Dataset entries

++++

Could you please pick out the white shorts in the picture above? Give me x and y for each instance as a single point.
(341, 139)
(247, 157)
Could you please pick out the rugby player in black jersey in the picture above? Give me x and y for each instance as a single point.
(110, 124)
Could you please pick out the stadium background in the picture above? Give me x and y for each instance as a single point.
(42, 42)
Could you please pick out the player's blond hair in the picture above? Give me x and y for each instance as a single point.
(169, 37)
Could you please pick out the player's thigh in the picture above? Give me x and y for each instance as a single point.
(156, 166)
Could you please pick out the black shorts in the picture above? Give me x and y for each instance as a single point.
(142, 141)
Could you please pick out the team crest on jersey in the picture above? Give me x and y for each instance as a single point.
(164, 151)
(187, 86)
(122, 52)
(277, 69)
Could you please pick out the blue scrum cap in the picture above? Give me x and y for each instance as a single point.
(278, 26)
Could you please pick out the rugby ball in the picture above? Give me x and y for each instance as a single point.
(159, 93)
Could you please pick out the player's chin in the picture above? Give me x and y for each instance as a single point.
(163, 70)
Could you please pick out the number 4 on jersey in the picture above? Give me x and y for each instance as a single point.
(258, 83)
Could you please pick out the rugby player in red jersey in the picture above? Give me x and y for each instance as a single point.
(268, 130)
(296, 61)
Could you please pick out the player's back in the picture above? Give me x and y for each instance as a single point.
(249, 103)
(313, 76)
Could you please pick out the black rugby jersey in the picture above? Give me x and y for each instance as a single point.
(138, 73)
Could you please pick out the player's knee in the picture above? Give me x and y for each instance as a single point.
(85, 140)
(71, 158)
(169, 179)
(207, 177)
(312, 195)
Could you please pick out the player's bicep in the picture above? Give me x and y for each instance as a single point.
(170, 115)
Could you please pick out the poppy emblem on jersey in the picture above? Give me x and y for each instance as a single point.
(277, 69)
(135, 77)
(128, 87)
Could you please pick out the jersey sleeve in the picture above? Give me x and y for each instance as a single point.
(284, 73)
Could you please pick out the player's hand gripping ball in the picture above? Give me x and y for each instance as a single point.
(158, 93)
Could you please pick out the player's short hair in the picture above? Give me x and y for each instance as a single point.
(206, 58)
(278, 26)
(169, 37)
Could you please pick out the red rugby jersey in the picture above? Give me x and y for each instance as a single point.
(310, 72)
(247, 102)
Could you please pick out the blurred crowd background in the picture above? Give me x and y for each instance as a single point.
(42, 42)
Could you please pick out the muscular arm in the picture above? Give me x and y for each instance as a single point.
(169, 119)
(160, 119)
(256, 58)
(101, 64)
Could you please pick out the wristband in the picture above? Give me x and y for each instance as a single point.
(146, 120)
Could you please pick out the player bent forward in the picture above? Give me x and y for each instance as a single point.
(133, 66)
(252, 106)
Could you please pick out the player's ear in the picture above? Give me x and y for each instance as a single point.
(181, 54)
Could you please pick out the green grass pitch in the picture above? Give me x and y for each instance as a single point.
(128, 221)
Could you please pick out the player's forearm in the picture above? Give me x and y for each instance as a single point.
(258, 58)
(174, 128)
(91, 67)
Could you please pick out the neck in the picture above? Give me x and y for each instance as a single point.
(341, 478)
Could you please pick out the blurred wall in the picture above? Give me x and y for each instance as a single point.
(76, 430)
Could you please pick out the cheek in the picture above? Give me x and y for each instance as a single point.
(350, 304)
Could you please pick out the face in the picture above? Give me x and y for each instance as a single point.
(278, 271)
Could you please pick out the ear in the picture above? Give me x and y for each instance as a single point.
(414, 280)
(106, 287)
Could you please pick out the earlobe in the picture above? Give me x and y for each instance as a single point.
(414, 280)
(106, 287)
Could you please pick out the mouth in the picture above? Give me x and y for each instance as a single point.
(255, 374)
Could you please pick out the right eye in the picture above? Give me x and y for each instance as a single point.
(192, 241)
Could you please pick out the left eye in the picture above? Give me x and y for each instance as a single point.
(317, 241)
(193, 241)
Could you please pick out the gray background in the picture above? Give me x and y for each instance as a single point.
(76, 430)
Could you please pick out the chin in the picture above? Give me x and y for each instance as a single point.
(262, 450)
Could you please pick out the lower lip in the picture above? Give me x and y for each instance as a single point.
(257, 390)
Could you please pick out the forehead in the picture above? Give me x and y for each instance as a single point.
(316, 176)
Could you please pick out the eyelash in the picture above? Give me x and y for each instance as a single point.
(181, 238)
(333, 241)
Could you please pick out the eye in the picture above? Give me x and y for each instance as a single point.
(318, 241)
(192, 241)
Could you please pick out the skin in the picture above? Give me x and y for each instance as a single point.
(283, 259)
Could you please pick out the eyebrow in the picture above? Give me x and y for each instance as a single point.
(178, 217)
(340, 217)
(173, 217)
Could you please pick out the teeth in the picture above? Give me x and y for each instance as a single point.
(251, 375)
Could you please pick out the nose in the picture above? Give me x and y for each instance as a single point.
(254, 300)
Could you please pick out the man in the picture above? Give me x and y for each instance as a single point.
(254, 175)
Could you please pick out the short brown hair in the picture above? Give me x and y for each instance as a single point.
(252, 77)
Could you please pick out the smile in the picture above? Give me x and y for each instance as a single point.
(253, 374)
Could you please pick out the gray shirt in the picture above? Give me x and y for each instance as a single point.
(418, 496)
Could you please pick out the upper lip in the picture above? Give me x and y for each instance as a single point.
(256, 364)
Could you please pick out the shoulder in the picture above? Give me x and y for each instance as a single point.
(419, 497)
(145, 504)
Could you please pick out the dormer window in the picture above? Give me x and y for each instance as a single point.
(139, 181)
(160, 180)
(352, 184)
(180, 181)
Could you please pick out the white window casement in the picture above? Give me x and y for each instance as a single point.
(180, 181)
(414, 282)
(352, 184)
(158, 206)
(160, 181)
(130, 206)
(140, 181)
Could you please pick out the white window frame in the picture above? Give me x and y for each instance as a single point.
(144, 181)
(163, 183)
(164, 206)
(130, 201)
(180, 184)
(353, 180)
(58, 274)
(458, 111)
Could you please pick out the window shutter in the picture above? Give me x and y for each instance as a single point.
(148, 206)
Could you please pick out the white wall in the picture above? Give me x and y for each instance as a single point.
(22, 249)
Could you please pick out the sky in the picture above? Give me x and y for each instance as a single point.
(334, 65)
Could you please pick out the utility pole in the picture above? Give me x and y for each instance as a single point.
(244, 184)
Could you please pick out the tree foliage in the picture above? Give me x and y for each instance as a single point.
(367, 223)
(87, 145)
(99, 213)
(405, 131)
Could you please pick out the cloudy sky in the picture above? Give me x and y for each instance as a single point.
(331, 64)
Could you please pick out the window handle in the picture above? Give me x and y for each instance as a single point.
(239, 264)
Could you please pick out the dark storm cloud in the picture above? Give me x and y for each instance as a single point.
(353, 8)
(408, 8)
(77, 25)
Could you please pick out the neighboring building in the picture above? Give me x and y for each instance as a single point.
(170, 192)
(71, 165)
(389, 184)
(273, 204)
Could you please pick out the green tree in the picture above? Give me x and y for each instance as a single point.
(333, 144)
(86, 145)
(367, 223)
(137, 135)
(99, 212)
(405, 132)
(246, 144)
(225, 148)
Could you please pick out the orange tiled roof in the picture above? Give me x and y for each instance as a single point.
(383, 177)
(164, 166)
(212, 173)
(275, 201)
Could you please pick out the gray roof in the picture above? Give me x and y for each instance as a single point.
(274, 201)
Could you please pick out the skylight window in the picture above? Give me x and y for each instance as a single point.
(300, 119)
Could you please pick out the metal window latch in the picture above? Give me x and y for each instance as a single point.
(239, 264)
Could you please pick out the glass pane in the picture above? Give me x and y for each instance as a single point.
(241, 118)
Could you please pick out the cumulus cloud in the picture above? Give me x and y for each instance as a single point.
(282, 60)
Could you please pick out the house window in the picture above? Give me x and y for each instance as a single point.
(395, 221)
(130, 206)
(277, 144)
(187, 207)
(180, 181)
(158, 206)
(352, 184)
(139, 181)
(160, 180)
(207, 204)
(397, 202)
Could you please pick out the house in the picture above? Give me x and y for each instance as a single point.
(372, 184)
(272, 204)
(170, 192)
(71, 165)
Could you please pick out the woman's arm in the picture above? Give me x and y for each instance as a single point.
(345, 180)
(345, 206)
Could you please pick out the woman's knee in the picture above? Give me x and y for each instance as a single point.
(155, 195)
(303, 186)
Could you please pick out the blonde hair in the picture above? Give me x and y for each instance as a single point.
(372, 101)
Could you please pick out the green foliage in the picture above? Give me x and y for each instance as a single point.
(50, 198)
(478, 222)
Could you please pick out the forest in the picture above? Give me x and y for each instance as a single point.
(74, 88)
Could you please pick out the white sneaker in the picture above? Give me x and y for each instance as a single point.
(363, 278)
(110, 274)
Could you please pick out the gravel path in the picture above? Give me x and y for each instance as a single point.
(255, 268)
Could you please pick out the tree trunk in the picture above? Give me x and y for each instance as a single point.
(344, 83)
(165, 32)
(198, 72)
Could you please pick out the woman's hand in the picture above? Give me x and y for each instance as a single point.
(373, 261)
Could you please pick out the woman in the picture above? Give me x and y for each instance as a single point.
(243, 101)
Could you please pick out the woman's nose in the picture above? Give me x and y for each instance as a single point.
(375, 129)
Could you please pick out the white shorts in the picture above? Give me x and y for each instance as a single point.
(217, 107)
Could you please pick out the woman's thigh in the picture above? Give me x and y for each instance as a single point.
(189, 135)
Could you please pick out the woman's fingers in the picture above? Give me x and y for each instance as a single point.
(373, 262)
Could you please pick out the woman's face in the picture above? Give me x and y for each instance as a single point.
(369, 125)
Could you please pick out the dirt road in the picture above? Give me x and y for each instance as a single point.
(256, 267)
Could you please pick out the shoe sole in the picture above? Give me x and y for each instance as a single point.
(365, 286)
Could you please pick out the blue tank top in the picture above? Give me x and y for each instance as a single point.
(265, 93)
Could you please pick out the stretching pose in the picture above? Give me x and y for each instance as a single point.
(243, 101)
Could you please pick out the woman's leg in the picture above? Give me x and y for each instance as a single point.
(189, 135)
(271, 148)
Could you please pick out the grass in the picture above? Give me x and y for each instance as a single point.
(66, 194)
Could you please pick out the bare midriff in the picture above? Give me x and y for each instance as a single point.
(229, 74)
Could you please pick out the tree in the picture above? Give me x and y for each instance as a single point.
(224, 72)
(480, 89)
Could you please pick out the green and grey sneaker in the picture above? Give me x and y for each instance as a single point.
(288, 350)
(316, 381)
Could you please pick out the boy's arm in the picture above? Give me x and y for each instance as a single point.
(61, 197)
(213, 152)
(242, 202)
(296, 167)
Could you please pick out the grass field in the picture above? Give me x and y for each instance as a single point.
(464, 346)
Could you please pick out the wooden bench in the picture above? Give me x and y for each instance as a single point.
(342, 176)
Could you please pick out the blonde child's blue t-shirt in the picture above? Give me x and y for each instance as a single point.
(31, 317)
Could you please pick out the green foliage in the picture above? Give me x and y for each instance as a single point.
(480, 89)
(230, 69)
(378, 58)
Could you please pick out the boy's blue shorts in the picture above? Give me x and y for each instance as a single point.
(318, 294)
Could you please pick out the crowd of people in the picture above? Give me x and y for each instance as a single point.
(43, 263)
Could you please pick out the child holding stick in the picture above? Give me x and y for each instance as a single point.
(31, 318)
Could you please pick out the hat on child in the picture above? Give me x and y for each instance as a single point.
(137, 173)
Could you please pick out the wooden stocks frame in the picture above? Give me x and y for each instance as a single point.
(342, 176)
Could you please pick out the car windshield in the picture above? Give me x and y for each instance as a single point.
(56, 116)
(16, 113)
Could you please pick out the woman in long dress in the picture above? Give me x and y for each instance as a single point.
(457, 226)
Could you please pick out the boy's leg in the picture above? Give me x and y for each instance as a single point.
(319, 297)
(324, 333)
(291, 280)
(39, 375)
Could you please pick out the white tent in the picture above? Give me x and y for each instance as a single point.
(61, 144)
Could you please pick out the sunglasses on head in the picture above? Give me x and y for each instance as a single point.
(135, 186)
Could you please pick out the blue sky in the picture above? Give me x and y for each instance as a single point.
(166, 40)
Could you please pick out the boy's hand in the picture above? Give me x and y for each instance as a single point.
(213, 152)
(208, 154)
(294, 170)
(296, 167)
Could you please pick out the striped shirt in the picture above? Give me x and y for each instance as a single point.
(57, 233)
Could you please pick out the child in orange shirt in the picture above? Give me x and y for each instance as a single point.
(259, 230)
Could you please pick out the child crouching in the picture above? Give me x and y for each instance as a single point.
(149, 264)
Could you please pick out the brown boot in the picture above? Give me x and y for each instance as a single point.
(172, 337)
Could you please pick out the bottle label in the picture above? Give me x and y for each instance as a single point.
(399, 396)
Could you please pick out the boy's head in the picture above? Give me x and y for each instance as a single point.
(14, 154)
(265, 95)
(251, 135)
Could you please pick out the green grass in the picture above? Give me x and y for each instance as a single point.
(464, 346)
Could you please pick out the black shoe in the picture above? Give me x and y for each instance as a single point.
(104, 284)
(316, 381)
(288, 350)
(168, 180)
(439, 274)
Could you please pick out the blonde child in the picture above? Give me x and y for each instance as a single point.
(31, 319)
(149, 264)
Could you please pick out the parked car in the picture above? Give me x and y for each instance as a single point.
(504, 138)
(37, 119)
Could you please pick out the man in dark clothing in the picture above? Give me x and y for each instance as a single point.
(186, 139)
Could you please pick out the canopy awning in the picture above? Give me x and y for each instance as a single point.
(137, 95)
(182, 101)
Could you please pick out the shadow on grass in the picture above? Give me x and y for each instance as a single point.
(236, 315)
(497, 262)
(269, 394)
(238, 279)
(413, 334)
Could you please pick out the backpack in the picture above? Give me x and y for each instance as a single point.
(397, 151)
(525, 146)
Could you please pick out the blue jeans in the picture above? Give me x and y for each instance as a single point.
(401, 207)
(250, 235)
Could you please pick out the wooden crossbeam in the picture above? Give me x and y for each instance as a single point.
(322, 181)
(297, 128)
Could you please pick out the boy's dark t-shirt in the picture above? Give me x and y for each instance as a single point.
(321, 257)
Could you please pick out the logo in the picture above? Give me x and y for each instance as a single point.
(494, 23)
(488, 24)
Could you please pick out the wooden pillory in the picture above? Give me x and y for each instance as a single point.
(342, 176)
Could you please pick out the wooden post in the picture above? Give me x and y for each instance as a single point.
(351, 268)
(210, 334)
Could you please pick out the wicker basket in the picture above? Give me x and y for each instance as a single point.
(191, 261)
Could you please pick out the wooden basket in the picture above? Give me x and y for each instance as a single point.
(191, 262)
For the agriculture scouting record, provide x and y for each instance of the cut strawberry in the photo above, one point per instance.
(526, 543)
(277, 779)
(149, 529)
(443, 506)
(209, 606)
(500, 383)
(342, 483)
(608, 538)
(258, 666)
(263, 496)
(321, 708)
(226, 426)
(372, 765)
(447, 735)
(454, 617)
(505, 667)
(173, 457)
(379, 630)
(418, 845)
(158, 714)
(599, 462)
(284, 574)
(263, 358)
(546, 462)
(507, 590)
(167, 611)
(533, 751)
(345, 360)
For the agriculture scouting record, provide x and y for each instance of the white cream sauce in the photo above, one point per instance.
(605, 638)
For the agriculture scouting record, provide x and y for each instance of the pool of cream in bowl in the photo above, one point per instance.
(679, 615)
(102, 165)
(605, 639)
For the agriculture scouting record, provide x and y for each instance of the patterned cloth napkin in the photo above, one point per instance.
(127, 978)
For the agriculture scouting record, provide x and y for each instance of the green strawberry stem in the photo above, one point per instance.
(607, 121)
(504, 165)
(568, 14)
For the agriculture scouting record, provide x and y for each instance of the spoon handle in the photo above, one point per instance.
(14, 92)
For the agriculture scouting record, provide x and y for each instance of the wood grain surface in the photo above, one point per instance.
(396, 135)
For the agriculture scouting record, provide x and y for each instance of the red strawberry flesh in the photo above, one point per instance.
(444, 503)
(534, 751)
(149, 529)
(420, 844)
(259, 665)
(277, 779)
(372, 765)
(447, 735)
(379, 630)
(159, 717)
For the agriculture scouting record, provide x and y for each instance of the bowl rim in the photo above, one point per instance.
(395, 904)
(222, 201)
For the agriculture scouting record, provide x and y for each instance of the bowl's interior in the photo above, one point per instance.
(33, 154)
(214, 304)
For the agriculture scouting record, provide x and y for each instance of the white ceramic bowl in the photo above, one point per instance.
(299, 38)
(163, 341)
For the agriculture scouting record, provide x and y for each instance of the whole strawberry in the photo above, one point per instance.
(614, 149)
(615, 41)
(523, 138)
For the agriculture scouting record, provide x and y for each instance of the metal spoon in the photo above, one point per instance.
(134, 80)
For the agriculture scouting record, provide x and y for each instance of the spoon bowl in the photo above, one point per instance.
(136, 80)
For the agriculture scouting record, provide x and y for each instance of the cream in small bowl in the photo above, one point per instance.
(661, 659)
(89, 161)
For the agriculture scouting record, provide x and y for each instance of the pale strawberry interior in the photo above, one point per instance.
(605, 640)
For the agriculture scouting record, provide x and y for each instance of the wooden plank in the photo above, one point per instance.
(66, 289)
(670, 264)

++++

Word for word, repeat the line holding "of the pale" and all lines after it through the end of the entries above.

For the agriculture scouting record, provide x and y for each instance of the pale strawberry interior in the photo above, one point per instance.
(605, 640)
For the agriculture scouting record, provide x and y for each instance of the wooden plank in the photo above, one point per instance.
(66, 289)
(670, 264)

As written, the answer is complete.